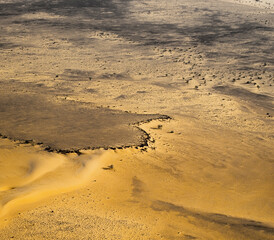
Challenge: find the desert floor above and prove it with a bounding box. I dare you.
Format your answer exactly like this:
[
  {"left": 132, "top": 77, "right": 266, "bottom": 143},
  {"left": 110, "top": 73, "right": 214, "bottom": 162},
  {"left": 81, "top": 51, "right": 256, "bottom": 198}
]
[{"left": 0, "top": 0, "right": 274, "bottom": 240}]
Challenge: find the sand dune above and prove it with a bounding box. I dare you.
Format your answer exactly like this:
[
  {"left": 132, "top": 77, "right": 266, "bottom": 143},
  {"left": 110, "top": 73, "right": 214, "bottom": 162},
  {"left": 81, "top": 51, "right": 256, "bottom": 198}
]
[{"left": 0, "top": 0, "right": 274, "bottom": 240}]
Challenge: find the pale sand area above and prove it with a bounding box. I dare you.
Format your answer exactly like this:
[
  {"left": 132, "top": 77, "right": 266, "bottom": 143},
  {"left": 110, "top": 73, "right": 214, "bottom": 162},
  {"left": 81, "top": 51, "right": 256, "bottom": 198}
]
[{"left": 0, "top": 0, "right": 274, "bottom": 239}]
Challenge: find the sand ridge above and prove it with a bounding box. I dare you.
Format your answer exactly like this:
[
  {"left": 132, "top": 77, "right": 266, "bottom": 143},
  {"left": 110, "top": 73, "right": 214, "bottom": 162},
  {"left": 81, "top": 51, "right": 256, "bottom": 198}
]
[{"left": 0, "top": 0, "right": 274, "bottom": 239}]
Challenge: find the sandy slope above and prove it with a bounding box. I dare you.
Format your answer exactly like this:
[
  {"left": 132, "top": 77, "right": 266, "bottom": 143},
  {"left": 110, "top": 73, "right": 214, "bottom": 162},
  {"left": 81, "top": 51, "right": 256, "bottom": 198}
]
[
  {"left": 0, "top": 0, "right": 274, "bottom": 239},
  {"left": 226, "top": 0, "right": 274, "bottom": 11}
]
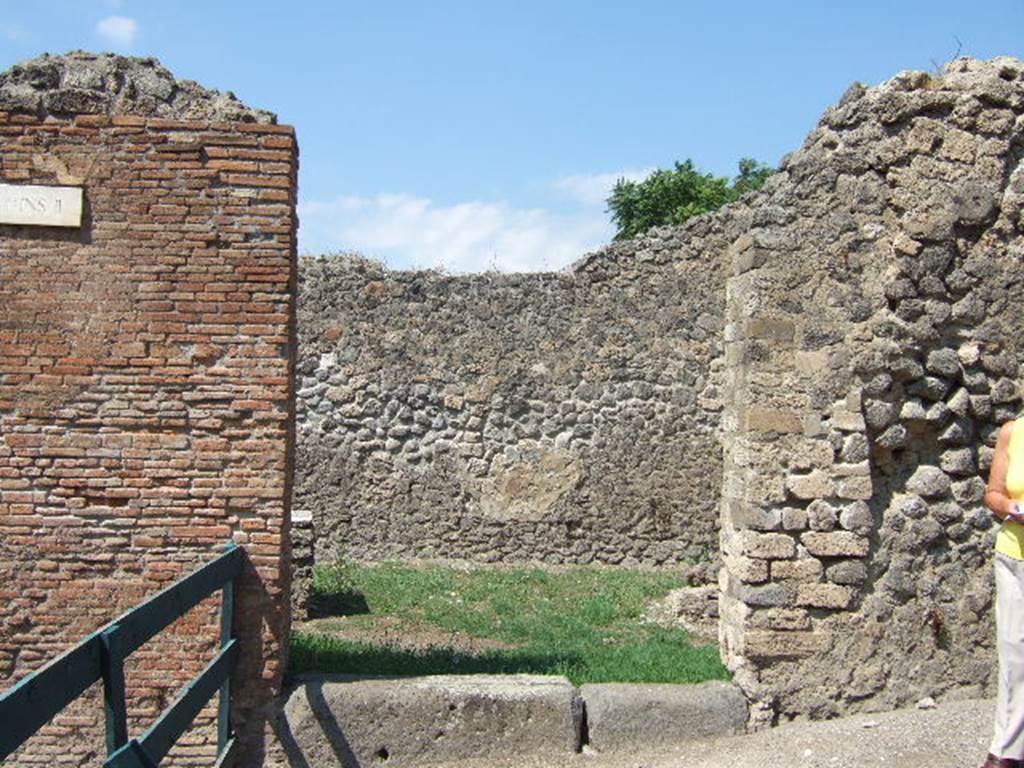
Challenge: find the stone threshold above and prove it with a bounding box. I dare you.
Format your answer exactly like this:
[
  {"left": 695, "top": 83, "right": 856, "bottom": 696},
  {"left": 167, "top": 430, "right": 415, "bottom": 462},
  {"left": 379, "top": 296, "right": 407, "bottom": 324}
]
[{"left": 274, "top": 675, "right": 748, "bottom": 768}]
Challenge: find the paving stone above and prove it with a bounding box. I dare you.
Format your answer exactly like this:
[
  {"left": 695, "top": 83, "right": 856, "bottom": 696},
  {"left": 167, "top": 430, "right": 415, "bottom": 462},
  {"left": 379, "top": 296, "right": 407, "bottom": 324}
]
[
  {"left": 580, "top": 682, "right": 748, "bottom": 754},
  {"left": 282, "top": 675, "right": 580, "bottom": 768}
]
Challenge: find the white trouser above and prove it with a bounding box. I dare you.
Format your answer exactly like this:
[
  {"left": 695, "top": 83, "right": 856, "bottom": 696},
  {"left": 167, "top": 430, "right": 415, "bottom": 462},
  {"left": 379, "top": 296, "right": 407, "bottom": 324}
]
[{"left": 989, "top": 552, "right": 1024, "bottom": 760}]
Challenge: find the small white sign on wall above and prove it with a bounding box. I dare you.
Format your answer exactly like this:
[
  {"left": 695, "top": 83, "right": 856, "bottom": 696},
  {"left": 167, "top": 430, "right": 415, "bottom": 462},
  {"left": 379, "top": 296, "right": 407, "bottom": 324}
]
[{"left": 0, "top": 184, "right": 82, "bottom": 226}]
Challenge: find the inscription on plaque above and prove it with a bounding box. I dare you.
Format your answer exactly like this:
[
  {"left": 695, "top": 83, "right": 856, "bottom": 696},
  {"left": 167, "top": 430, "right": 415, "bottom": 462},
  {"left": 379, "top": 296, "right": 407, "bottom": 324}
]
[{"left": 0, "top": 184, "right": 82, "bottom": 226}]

#####

• PROBLEM DESCRIPTION: Gather every line of the records above that contains the word "stone", matching case, and list those lines.

• WORKED SOLUTION:
Challenge: find the stone threshold above and prove it with a bounding box. I dare you.
Challenge: find the paving stone above and prove it with a bounding box. I dare you.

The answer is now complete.